WRITTEN INSTRUCTION:
Revise the records below so that every "locate_point" becomes "find_point", and reproduce them with nothing else changed.
::::
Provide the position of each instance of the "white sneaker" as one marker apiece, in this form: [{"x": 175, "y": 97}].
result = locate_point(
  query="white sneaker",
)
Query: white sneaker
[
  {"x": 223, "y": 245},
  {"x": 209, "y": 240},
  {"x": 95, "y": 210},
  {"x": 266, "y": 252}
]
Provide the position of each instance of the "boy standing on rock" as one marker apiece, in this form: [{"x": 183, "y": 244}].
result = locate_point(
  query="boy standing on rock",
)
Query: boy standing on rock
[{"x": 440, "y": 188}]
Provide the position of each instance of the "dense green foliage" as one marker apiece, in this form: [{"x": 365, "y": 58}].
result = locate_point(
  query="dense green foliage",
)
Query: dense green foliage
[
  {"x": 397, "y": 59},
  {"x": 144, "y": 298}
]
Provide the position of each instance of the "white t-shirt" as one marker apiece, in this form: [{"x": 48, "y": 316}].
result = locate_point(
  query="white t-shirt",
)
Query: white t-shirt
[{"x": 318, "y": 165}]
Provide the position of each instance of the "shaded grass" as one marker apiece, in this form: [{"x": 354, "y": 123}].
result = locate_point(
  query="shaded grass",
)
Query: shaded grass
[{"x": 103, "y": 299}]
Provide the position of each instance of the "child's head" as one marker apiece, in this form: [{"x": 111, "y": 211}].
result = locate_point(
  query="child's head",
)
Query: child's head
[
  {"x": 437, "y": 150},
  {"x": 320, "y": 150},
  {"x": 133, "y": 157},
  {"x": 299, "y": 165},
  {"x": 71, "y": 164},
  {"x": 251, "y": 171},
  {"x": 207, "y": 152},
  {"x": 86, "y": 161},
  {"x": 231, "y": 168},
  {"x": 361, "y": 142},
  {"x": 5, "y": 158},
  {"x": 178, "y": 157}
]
::::
REPLY TO THE TASK:
Provide the position of each instance of the "white sneaker" as one marker apiece, in this form: [{"x": 175, "y": 97}].
result = find_point(
  query="white sneaker",
)
Query: white sneaker
[
  {"x": 223, "y": 245},
  {"x": 209, "y": 240},
  {"x": 95, "y": 210},
  {"x": 266, "y": 252}
]
Provide the position of each instance of the "boy standing on rock" as one marker apiece, in this form: [{"x": 183, "y": 244}].
result = find_point(
  query="boy standing on rock",
)
Query: boy standing on rock
[{"x": 440, "y": 188}]
Provide the position of each instance of the "dense green foliage" as one marker apiece, in this form: [{"x": 365, "y": 58}].
result = find_point(
  query="dense green foliage",
)
Query: dense green foliage
[
  {"x": 397, "y": 59},
  {"x": 144, "y": 298}
]
Provide the position of each instance of the "white t-shirt" as one marker apiece, in this form: [{"x": 48, "y": 316}].
result = find_point(
  query="white t-shirt",
)
Query: white t-shirt
[{"x": 318, "y": 165}]
Provide the position of each instance of the "shaded grass" as one marker apiece, in this form: [{"x": 354, "y": 123}].
result = find_point(
  query="shaded grass",
)
Query: shaded grass
[{"x": 103, "y": 299}]
Provide the position of each instance of the "child's head" as one marker apiece, in this form: [{"x": 111, "y": 211}].
result = find_point(
  query="child's head",
)
Query: child's head
[
  {"x": 437, "y": 150},
  {"x": 320, "y": 150},
  {"x": 133, "y": 157},
  {"x": 299, "y": 165},
  {"x": 71, "y": 164},
  {"x": 251, "y": 171},
  {"x": 207, "y": 152},
  {"x": 86, "y": 161},
  {"x": 231, "y": 168},
  {"x": 361, "y": 142},
  {"x": 5, "y": 158},
  {"x": 178, "y": 157}
]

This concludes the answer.